Natural language region descriptions:
------------

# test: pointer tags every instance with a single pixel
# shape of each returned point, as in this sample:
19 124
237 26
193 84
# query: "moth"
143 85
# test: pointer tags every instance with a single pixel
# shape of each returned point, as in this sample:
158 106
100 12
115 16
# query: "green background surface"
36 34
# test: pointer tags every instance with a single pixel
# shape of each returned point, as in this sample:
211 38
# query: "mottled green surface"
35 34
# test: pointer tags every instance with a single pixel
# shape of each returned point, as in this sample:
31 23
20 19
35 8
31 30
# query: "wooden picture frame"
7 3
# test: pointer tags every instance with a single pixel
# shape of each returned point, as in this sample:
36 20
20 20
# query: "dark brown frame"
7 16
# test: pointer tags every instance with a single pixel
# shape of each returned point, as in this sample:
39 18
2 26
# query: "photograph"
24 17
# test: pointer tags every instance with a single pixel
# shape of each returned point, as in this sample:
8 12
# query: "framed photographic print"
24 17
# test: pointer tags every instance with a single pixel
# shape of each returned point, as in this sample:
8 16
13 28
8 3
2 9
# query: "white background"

------------

Work item: All of the data is to be transcribed exactly as written.

Finished exercise:
# test: pointer tags every instance with a single pixel
# shape of each returned point, as in this sample:
19 124
237 26
193 84
# query: "moth"
143 85
# test: pointer tags every instance with a single pixel
# shape of each returned point, as in this sample:
158 106
100 12
115 16
# query: "green background surface"
36 34
# test: pointer tags every instance with a single pixel
# shape of each returned point, as in this sample:
211 38
# query: "mottled green surface"
35 34
# test: pointer tags every instance with a single pixel
# shape of each returned point, as in this sample:
31 23
20 19
35 8
31 30
# query: "wooden picture frame"
7 3
# test: pointer tags every instance with a single pixel
# shape of each returned point, as in this sample:
36 20
20 20
# query: "dark brown frame"
7 16
# test: pointer tags every instance with a single pixel
# shape of each returned point, as in this sample:
39 18
2 26
# query: "photograph"
24 17
# test: pointer tags every instance with a single pixel
# shape of each returned point, as in this sample:
8 12
# query: "framed photographic print"
24 17
# test: pointer tags every instance with a single pixel
# shape of each returned point, as in this sample:
8 16
13 28
8 3
2 9
# query: "white background"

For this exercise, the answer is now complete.